• [Task to complete]: Carry on the article about Providence Healthcare's new digital x-ray suite, picking up after its final sentence.

• [Text for analysis]:
____________

State-of-the-art x-ray equipment and a new partnership with Toronto East General Hospital are giving Providence Healthcare the diagnostic tools to improve care for its patients and residents.
The new Diagnostic Services Suite at Providence Healthcare officially opened on April 1, 2008 and features the latest digital diagnostic equipment, which produces instant, high-resolution images that can be viewed on a Providence physician’s desktop computer within minutes to speed diagnosis and treatment. Toronto East General Hospital (TEGH) has the same digital radiography system and the partnership provides for TEGH radiologists to read x-rays from Providence, which does not have a radiologist on staff.
Following an x-ray, Providence instantly feeds the images to TEGH’s Picture Archiving Communication System (PACS), a secure digital system that eliminates the need for hardcopy film x-rays. A TEGH radiologist reviews the images and dictates a report that is transcribed and sent back to Providence within 24 hours and printed directly to the patient care unit with a backup copy to the Diagnostic Services Suite. In urgent cases, a report can be sent back in four hours or less. With the old system, a report took three to four business days and up to 48 hours for an urgent request.
Having a high-tech, x-ray service on-site also means that Providence can avoid sending patients to acute care hospitals to detect and treat fractures, bowel obstructions, arthritis, cancer and other diseases, and to monitor the healing of joint replacements, among other things.

____________

• [Records]:

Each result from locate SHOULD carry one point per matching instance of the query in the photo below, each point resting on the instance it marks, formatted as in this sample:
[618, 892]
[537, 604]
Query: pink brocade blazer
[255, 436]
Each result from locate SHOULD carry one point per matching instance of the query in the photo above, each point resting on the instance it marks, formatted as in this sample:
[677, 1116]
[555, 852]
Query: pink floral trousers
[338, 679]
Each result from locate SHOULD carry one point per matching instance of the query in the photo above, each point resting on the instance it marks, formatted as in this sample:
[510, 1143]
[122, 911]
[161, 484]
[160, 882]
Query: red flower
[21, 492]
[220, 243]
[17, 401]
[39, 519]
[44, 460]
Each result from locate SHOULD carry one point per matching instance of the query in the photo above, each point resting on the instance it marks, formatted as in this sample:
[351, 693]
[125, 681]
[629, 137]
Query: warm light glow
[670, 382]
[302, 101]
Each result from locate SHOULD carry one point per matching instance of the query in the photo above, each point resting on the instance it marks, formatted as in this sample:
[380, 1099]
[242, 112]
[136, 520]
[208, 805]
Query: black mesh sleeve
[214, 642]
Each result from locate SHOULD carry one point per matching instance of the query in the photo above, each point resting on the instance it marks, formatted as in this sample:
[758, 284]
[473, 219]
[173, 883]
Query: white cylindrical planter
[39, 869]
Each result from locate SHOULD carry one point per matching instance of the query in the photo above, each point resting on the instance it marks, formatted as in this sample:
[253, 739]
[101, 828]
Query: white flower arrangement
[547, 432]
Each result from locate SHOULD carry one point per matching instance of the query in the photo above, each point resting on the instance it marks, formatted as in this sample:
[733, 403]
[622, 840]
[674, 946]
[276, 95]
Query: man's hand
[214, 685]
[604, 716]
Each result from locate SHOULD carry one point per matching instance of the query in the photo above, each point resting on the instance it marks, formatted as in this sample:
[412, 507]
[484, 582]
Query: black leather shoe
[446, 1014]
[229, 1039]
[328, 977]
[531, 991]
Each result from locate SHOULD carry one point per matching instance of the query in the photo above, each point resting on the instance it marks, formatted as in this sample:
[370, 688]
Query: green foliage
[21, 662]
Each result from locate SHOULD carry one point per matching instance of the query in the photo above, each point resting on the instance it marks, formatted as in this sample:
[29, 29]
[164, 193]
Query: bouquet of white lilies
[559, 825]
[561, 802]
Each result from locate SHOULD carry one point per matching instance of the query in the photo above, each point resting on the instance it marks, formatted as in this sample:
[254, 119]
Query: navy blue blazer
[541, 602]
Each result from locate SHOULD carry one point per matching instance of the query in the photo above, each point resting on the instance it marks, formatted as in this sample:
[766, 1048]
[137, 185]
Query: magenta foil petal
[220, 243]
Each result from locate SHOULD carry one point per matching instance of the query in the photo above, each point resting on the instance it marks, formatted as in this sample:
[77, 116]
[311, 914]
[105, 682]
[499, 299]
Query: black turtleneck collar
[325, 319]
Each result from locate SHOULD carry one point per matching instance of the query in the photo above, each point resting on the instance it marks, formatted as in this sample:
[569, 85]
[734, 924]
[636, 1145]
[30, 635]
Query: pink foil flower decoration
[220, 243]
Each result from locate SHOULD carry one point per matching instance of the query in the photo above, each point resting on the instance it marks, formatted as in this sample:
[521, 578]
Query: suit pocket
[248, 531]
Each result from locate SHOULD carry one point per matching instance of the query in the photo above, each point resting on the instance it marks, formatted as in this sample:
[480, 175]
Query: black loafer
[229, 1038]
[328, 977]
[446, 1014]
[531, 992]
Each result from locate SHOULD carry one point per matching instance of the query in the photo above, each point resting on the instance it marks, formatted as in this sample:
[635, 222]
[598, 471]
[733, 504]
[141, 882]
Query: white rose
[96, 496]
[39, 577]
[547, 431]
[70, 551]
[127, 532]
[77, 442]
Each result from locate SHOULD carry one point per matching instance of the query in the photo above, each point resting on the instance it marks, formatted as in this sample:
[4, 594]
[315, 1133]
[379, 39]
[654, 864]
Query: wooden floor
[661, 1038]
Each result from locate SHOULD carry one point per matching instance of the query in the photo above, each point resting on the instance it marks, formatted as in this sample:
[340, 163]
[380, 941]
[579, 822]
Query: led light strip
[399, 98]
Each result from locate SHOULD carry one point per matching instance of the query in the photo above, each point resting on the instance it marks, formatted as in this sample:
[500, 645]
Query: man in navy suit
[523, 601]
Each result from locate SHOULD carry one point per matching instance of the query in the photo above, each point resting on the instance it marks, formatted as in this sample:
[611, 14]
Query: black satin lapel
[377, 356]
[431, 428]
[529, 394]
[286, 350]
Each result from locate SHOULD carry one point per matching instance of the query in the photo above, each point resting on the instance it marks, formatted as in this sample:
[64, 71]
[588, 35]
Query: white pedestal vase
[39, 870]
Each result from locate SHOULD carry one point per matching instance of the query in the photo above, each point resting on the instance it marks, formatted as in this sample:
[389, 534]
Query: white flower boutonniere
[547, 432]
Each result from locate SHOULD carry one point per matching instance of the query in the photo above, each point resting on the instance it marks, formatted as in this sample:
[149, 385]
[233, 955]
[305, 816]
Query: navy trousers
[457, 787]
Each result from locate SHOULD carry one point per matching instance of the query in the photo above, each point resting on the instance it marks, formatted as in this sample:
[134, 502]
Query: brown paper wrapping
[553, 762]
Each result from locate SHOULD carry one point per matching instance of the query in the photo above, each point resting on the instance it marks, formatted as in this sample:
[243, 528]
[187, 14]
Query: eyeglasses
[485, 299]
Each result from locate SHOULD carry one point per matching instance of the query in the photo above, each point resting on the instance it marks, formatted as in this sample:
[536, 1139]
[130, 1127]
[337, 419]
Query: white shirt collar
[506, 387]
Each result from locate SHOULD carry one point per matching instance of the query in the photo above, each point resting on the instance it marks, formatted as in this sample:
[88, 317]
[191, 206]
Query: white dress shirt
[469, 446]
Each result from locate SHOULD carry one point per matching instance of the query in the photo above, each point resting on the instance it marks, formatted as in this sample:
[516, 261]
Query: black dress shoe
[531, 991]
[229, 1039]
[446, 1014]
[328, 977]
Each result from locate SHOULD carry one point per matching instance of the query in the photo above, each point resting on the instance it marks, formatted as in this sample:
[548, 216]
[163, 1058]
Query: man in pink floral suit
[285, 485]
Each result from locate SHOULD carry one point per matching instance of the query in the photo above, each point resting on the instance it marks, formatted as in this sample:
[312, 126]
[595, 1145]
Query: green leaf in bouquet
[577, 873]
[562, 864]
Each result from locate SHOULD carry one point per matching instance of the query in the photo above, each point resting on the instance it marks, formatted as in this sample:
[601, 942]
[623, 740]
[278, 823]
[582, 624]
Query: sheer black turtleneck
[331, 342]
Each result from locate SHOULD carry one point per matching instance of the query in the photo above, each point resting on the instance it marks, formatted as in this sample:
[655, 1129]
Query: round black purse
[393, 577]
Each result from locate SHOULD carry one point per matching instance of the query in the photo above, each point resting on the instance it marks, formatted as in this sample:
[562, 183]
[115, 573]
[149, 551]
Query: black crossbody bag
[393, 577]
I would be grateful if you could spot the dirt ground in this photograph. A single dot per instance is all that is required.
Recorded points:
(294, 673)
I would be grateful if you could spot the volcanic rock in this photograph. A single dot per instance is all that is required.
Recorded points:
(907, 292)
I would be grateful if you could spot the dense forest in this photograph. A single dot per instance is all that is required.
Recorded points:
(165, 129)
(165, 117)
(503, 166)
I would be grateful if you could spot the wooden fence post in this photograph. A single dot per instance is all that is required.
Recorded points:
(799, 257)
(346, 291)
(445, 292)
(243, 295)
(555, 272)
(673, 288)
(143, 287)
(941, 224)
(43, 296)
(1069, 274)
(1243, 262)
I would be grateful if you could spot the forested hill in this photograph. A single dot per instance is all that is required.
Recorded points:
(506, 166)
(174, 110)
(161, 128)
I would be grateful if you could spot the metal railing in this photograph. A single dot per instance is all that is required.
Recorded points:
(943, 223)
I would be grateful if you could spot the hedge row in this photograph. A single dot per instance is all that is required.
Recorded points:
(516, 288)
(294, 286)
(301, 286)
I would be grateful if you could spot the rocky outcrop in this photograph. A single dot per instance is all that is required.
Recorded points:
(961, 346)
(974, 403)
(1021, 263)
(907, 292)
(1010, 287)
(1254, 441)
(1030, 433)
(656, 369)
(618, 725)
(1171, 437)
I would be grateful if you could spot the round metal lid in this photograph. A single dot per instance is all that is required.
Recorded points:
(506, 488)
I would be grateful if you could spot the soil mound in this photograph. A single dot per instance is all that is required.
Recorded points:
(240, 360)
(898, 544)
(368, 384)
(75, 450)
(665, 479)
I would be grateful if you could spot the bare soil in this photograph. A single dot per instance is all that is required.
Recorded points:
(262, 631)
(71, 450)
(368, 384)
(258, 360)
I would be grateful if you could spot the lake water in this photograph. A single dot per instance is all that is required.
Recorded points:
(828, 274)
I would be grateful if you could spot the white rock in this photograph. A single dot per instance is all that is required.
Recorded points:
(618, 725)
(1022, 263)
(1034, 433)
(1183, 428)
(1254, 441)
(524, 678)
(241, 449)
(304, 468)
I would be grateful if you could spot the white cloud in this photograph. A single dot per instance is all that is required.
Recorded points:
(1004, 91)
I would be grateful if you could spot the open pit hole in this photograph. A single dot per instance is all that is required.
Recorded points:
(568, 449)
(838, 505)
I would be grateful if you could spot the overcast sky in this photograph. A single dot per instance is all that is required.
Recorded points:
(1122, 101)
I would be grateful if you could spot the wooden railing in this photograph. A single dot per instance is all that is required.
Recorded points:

____________

• [Written response]:
“This new technology enables us to enhance the patient experience at Providence and, at the same time, help alleviate some of the pressures in our acute care partner hospitals,” says Dr. Peter Nord, Vice President, Medical Affairs and Chief of Staff for Providence Healthcare. “Instead of transferring our patients to the emergency rooms of our acute care partners – such as Toronto East General Hospital – for high-resolution x-rays, we can take the x-rays here.”
The new system consists of two pieces of equipment: digital radiography (DR) (GE’s Definium 8000) and computed radiography (CR) (AGFA DXS). With DR, the radiation goes through a patient lying on an x-ray table directly into the tabletop and then to the computer. The image is on screen in about three seconds. There is also a vertical DR panel so that an upper body x-ray can be taken of a person in a wheelchair without having to move them to the table. The equipment is fully automated and pre-programmed for a variety of procedures. CR is used with patients who are unable to lie flat on an x-ray table due to contractures caused by immobility, for example. In this case, a cassette can be placed behind them in a wheelchair or a stretcher and the x-ray goes through them into the cassette, which is then digitized in a computer producing a high quality image within 30 to 60 seconds.
“By having these two different modalities, we are able to capture 100 per cent of our patient population needing an x-ray, which is a bit different than the patient population in an acute care hospital,” explains Helen Lampi, Director of Leading Practice and Program Operations. “None of our peers in the Toronto area has the DR system and a lot of acute care hospitals don’t have it yet,” adding: “The Providence physician requesting the x-ray can also get what we call a ‘wet read’ while waiting for the radiologist’s report. If a chest x-ray indicated pneumonia for example, our physician could start IV antibiotics even before the report arrived.”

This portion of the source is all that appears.